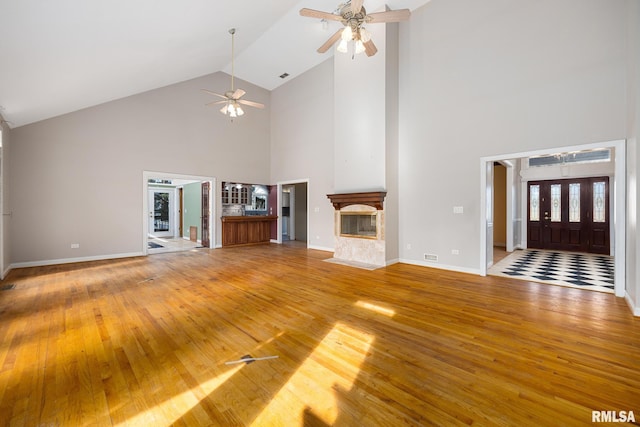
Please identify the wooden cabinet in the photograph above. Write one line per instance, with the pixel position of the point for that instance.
(246, 230)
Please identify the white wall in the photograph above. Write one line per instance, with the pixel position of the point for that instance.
(360, 118)
(633, 154)
(79, 176)
(302, 135)
(494, 77)
(5, 229)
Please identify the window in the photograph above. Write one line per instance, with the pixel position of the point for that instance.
(534, 203)
(593, 156)
(599, 209)
(556, 203)
(574, 202)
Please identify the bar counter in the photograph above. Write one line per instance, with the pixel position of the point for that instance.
(246, 230)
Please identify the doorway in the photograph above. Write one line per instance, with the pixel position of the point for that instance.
(617, 208)
(178, 212)
(162, 212)
(569, 215)
(293, 217)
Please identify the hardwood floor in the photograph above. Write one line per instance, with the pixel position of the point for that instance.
(145, 341)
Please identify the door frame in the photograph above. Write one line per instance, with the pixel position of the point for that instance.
(147, 175)
(281, 184)
(173, 209)
(617, 183)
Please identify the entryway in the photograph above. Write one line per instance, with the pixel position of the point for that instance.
(293, 218)
(569, 215)
(585, 213)
(178, 212)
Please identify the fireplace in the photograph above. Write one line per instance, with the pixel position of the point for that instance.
(359, 227)
(359, 224)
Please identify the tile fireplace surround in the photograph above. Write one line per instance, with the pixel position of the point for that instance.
(368, 250)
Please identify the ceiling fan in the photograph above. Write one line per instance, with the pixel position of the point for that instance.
(353, 16)
(232, 98)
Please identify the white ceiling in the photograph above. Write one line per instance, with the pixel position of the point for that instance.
(64, 55)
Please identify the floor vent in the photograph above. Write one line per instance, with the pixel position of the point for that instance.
(430, 257)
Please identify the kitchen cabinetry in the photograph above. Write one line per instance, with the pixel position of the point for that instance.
(246, 230)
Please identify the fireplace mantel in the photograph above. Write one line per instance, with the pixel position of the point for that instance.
(371, 198)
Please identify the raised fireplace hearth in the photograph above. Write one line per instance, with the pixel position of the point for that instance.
(359, 227)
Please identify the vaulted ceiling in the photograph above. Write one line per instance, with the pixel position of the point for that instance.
(65, 55)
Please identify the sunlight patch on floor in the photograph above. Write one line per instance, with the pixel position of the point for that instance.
(335, 363)
(376, 308)
(174, 408)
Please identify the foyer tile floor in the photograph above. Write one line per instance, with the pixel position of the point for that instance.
(157, 245)
(577, 270)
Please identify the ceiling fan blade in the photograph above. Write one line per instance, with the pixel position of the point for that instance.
(311, 13)
(389, 16)
(356, 5)
(213, 93)
(250, 103)
(238, 94)
(216, 103)
(334, 38)
(370, 48)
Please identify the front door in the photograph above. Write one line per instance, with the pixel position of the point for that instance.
(569, 214)
(161, 212)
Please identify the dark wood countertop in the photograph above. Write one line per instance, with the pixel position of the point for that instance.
(235, 218)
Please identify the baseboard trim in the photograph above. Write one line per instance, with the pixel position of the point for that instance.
(320, 248)
(72, 260)
(634, 309)
(455, 268)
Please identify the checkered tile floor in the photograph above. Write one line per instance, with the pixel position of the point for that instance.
(578, 270)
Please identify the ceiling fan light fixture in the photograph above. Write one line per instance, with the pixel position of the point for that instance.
(342, 46)
(365, 35)
(347, 33)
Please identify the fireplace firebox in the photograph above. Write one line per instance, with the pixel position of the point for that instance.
(358, 224)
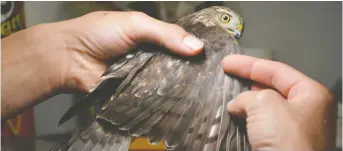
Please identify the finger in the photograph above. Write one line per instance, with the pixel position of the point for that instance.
(165, 34)
(273, 74)
(258, 86)
(249, 102)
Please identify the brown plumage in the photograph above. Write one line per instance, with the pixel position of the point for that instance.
(159, 95)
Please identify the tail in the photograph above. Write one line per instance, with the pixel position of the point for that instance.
(96, 136)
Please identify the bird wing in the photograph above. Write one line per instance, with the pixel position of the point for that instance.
(109, 82)
(180, 100)
(162, 96)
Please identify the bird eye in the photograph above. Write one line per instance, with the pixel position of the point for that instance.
(225, 18)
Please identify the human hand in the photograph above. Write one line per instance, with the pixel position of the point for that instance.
(294, 113)
(96, 37)
(71, 55)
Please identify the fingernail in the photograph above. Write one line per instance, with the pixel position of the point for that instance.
(193, 43)
(230, 104)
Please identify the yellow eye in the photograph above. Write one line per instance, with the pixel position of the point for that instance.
(225, 18)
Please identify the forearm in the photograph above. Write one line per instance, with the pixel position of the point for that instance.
(27, 72)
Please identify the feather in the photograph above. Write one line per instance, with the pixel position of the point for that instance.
(164, 96)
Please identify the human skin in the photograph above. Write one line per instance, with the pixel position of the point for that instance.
(285, 110)
(71, 55)
(48, 59)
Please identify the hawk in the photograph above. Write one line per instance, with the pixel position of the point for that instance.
(165, 97)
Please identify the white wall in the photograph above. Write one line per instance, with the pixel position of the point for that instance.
(306, 35)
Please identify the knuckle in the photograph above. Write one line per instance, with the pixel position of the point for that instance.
(136, 15)
(265, 95)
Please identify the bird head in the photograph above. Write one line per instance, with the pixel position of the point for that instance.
(223, 17)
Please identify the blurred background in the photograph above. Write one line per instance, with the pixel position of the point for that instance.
(305, 35)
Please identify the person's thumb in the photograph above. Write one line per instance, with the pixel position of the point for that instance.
(254, 102)
(171, 36)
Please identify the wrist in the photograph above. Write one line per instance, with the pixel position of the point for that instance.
(30, 65)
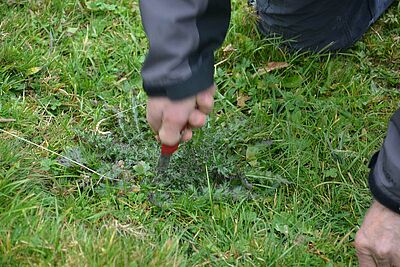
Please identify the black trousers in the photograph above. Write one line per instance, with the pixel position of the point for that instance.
(319, 24)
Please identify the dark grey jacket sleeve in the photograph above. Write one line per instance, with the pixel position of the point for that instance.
(384, 179)
(183, 35)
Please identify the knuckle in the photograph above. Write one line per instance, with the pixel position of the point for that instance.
(361, 242)
(383, 251)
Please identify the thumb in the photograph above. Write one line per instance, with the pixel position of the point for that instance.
(170, 131)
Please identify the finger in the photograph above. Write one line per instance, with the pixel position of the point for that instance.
(170, 131)
(187, 135)
(366, 261)
(205, 100)
(197, 119)
(154, 115)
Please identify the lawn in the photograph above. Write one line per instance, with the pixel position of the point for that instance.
(77, 159)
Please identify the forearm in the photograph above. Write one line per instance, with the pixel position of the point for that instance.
(183, 35)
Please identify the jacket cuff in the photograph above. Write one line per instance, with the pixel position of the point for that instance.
(201, 79)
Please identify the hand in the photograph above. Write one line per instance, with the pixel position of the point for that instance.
(378, 240)
(167, 118)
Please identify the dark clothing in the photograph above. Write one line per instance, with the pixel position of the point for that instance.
(384, 179)
(184, 34)
(319, 24)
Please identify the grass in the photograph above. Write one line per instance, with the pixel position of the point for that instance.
(302, 136)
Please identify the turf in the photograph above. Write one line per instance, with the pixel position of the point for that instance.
(301, 136)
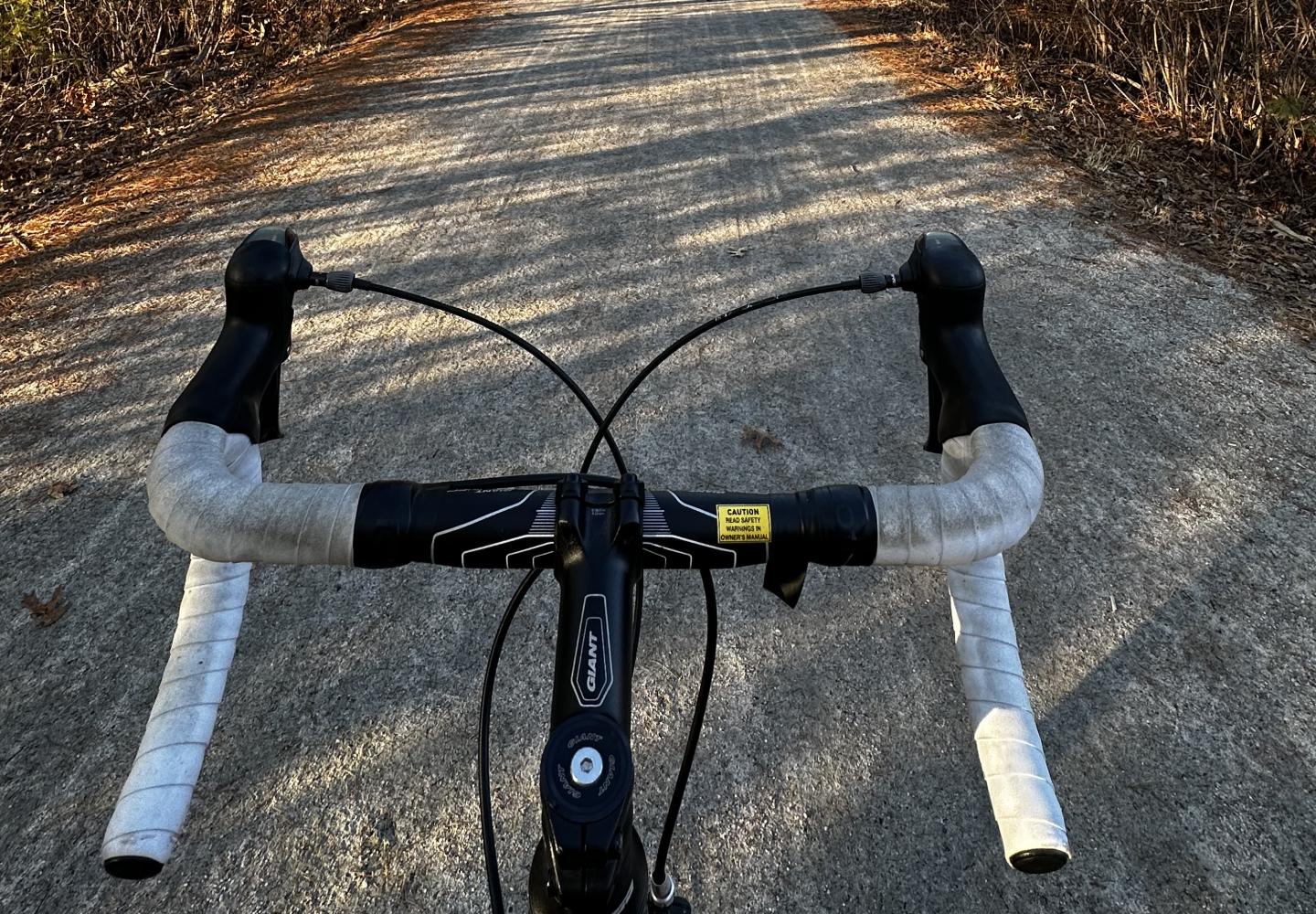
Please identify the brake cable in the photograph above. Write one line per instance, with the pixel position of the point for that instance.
(344, 282)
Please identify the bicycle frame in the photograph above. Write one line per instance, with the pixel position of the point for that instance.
(589, 856)
(598, 534)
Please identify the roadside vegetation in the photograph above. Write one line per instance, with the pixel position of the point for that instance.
(89, 84)
(1194, 119)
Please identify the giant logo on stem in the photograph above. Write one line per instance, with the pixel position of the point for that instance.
(591, 675)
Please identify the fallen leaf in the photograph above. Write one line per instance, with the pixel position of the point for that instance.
(1289, 233)
(759, 439)
(62, 487)
(47, 612)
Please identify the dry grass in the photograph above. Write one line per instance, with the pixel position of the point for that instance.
(1253, 218)
(1238, 75)
(90, 84)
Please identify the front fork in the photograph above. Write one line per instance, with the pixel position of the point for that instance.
(591, 857)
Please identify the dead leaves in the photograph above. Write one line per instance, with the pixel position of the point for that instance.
(759, 439)
(62, 487)
(47, 612)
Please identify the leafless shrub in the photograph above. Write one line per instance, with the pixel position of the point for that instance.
(1236, 74)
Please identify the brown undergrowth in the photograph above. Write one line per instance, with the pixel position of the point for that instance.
(1140, 174)
(143, 137)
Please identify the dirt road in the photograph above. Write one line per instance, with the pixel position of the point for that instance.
(582, 170)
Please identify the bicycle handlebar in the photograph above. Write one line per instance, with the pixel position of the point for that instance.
(206, 493)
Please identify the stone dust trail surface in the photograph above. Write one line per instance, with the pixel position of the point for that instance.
(580, 170)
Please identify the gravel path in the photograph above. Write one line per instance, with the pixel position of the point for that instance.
(580, 170)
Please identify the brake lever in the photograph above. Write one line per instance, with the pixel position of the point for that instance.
(237, 388)
(966, 388)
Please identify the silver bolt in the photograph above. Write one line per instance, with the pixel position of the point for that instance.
(586, 765)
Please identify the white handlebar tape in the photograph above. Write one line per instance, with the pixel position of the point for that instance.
(206, 504)
(1002, 468)
(1010, 749)
(153, 803)
(982, 508)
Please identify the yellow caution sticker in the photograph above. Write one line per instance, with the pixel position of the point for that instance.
(744, 523)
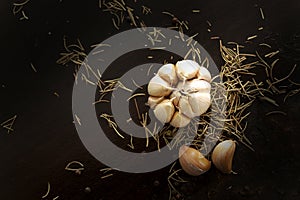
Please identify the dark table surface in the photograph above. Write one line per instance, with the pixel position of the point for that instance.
(44, 139)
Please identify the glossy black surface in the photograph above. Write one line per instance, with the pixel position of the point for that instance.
(45, 139)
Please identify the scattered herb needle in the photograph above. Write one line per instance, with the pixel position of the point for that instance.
(33, 68)
(8, 124)
(48, 191)
(276, 112)
(75, 166)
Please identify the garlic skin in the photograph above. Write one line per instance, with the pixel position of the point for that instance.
(168, 73)
(186, 108)
(164, 111)
(186, 86)
(159, 87)
(187, 69)
(192, 161)
(153, 101)
(222, 156)
(200, 102)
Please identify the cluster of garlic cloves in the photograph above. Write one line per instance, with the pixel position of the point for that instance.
(180, 92)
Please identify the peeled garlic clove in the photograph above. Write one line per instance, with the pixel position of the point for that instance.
(204, 74)
(164, 111)
(153, 101)
(185, 107)
(176, 97)
(200, 102)
(222, 156)
(187, 69)
(168, 73)
(197, 85)
(159, 87)
(180, 120)
(192, 161)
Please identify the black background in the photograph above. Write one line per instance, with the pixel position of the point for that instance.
(45, 139)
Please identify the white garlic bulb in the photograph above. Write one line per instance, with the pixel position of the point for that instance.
(180, 92)
(168, 73)
(164, 111)
(159, 87)
(187, 69)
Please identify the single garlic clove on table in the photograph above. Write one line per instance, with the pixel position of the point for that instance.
(204, 74)
(164, 111)
(187, 69)
(180, 120)
(159, 87)
(200, 102)
(222, 156)
(168, 73)
(153, 101)
(192, 161)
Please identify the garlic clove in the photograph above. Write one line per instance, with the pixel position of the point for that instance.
(176, 97)
(192, 161)
(187, 69)
(197, 85)
(222, 156)
(164, 111)
(179, 120)
(153, 101)
(204, 74)
(186, 108)
(168, 73)
(200, 102)
(159, 87)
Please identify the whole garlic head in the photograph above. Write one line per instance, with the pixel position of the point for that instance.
(180, 92)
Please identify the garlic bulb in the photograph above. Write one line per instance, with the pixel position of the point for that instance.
(200, 102)
(180, 120)
(192, 161)
(159, 87)
(187, 69)
(164, 111)
(222, 156)
(153, 101)
(185, 86)
(168, 73)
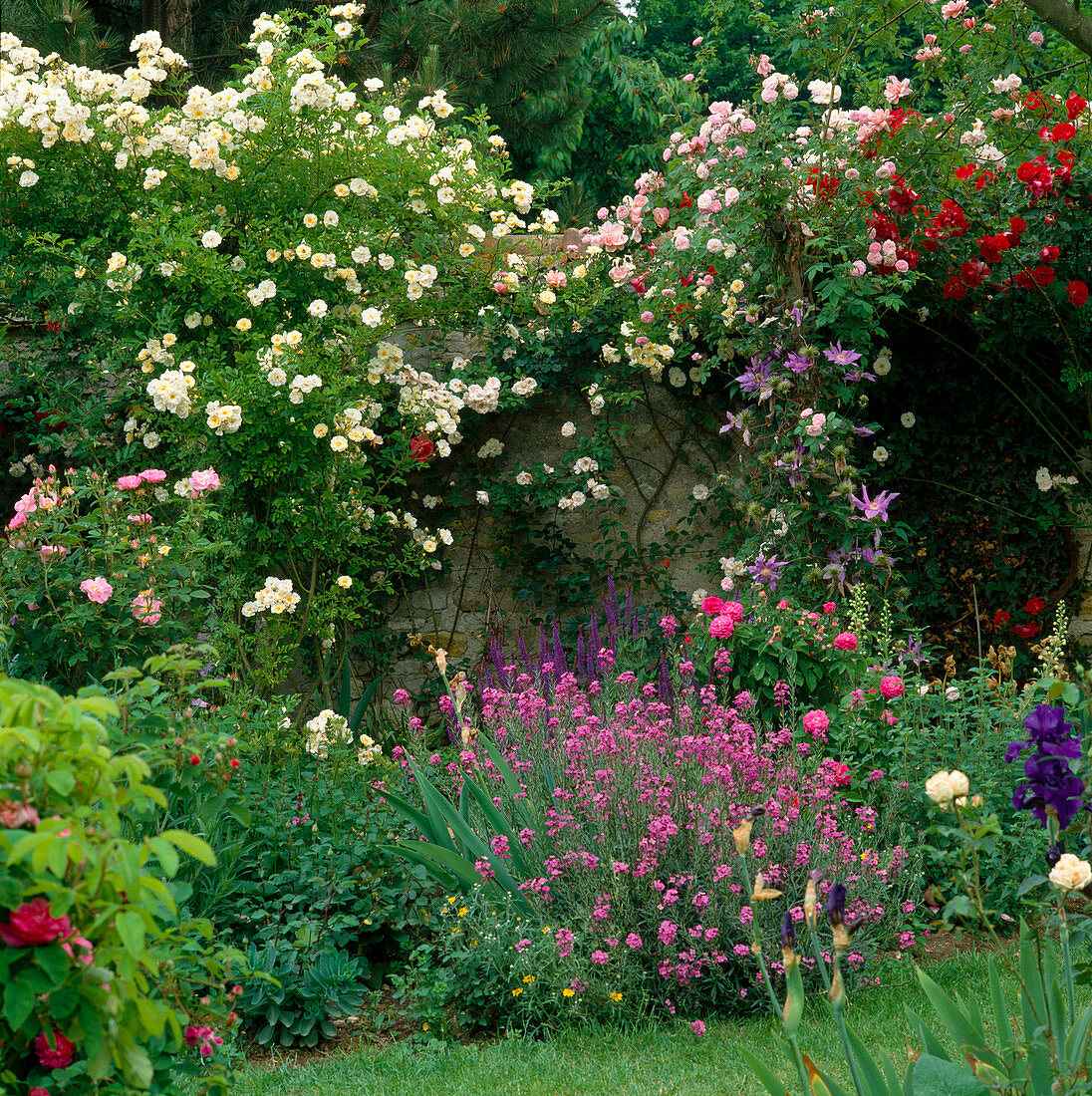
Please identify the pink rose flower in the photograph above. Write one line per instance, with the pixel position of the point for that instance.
(145, 609)
(54, 1053)
(816, 723)
(32, 925)
(892, 687)
(97, 589)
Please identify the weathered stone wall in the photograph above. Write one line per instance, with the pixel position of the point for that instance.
(660, 457)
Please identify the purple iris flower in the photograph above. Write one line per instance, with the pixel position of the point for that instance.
(1050, 781)
(874, 508)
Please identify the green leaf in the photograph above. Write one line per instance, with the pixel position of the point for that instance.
(54, 962)
(167, 857)
(18, 1003)
(191, 845)
(953, 1017)
(410, 813)
(130, 927)
(871, 1074)
(62, 780)
(362, 704)
(935, 1076)
(136, 1065)
(794, 1001)
(1000, 1006)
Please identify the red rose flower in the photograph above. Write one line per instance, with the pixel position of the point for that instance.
(421, 448)
(54, 1053)
(31, 925)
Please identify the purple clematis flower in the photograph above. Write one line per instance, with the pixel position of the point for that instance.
(873, 508)
(839, 357)
(1050, 786)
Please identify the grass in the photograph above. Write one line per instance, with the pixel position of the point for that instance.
(656, 1059)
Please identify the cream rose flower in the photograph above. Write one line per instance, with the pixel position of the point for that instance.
(1070, 873)
(939, 788)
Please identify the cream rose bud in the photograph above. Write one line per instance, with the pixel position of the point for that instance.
(939, 788)
(1070, 873)
(959, 782)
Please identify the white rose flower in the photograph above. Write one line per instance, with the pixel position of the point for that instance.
(939, 788)
(1070, 873)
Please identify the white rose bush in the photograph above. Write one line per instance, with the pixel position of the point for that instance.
(260, 280)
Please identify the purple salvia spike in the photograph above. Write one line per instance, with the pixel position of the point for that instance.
(560, 666)
(666, 692)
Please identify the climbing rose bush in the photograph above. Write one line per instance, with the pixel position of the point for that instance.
(272, 275)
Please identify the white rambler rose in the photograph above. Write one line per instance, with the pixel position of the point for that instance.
(944, 787)
(1070, 873)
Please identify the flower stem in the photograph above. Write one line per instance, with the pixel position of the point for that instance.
(1063, 934)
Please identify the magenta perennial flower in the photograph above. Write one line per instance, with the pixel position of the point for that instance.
(635, 873)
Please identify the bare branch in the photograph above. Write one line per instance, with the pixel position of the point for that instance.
(1067, 19)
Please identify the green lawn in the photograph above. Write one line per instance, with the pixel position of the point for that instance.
(654, 1060)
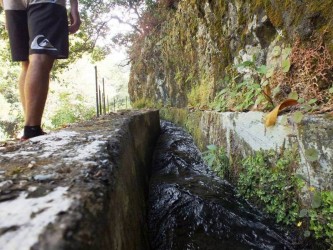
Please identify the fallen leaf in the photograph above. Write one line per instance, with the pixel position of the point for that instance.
(272, 116)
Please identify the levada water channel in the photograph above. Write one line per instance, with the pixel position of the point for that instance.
(191, 208)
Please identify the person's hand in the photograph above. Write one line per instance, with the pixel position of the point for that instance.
(75, 21)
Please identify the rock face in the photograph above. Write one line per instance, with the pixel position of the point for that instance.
(197, 49)
(242, 134)
(84, 187)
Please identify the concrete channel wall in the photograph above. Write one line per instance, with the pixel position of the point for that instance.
(84, 187)
(242, 134)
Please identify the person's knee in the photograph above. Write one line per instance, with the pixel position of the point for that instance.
(42, 61)
(25, 65)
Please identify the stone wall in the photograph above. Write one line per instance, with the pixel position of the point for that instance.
(199, 48)
(84, 187)
(243, 134)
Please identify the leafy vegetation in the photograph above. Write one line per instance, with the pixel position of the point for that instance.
(270, 181)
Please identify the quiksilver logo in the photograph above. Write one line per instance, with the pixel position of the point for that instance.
(41, 42)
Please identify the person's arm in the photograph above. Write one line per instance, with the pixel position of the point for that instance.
(74, 17)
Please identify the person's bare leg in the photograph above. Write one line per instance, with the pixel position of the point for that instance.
(36, 87)
(23, 74)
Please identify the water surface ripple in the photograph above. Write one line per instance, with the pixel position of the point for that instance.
(191, 208)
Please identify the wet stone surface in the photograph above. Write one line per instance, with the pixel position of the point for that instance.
(191, 208)
(55, 190)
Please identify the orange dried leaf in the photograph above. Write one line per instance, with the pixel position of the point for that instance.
(272, 116)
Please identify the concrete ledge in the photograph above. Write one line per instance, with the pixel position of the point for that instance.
(84, 187)
(241, 134)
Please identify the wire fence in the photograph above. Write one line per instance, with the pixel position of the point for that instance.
(105, 104)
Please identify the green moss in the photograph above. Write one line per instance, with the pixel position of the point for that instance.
(143, 103)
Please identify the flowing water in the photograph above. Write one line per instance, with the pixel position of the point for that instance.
(191, 208)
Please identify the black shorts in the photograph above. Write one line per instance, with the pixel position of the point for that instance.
(41, 29)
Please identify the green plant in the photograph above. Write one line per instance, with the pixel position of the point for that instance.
(217, 159)
(71, 110)
(320, 215)
(143, 103)
(271, 181)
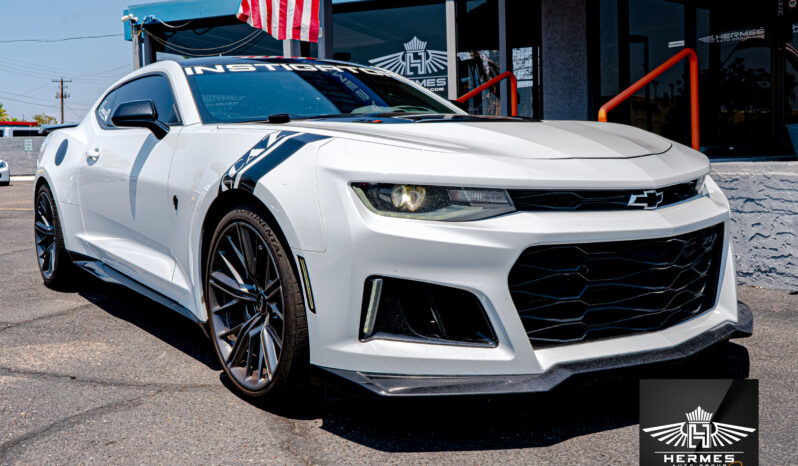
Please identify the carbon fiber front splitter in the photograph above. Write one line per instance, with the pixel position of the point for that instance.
(391, 385)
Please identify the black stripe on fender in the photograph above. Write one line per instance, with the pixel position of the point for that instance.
(303, 270)
(250, 175)
(264, 156)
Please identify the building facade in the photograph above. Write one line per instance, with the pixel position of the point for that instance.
(571, 57)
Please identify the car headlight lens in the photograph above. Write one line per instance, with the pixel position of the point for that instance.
(701, 186)
(433, 202)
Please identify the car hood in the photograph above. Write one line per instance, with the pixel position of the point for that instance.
(519, 139)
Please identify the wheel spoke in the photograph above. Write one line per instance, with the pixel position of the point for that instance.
(276, 311)
(239, 345)
(232, 270)
(248, 261)
(270, 352)
(272, 288)
(43, 229)
(273, 335)
(227, 306)
(229, 286)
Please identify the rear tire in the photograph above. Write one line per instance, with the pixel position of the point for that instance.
(256, 314)
(55, 265)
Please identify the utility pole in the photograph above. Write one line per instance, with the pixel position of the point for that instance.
(61, 96)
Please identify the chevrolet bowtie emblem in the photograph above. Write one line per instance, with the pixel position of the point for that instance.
(650, 199)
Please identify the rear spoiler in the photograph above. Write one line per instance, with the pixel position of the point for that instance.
(47, 129)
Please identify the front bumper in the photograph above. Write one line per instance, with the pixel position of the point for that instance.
(431, 385)
(477, 257)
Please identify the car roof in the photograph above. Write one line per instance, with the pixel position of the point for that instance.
(229, 60)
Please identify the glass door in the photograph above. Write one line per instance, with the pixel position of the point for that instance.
(788, 46)
(734, 43)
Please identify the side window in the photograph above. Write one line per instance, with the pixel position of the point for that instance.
(155, 88)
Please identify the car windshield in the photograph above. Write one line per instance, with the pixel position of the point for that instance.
(254, 90)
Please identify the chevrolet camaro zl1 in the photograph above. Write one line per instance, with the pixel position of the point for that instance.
(322, 219)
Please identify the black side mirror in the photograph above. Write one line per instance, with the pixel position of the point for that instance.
(139, 114)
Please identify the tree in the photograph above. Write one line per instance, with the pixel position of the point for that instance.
(44, 119)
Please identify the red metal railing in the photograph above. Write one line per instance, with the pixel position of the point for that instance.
(513, 91)
(628, 92)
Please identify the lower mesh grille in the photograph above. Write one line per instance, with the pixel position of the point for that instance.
(583, 292)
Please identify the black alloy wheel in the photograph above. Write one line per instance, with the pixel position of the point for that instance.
(53, 259)
(255, 309)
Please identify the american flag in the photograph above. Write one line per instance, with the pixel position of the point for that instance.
(283, 19)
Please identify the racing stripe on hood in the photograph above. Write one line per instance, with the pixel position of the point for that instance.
(264, 156)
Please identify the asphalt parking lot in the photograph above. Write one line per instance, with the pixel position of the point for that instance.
(99, 375)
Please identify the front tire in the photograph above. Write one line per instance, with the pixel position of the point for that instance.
(55, 265)
(256, 314)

- **TASK REQUIREMENTS**: Rewrite the rows as a JSON list of strings, one string per line, leaving out blank lines, covering only the part that opens with the line containing "Please identify the lower" and runs through the end of the rows.

- **TASK RESULT**:
[
  "Please identify the lower mesh grille in the photograph above. Write one line per instance, with the pixel position of the point for that instance.",
  "(583, 292)",
  "Please identify the black alloy wheel in the photograph above. Write one line per instance, with the pixel position of the point for that instance.",
  "(53, 259)",
  "(255, 309)",
  "Please identify the american flag in the photograph above. Write one line per instance, with the pixel position of the point for that instance.",
  "(283, 19)",
  "Please identify the racing stripe on hood in the photograph above. Write one line per instance, with the pixel position of the point for that instance.",
  "(264, 156)",
  "Please identify the asphalt parking lot in the photograph above. Write one line per instance, with the pixel position of the point for that instance.",
  "(99, 375)",
  "Please identify the front tire in the photograph above. Write one line per instance, with the pixel position of the point for that instance.",
  "(55, 265)",
  "(256, 314)"
]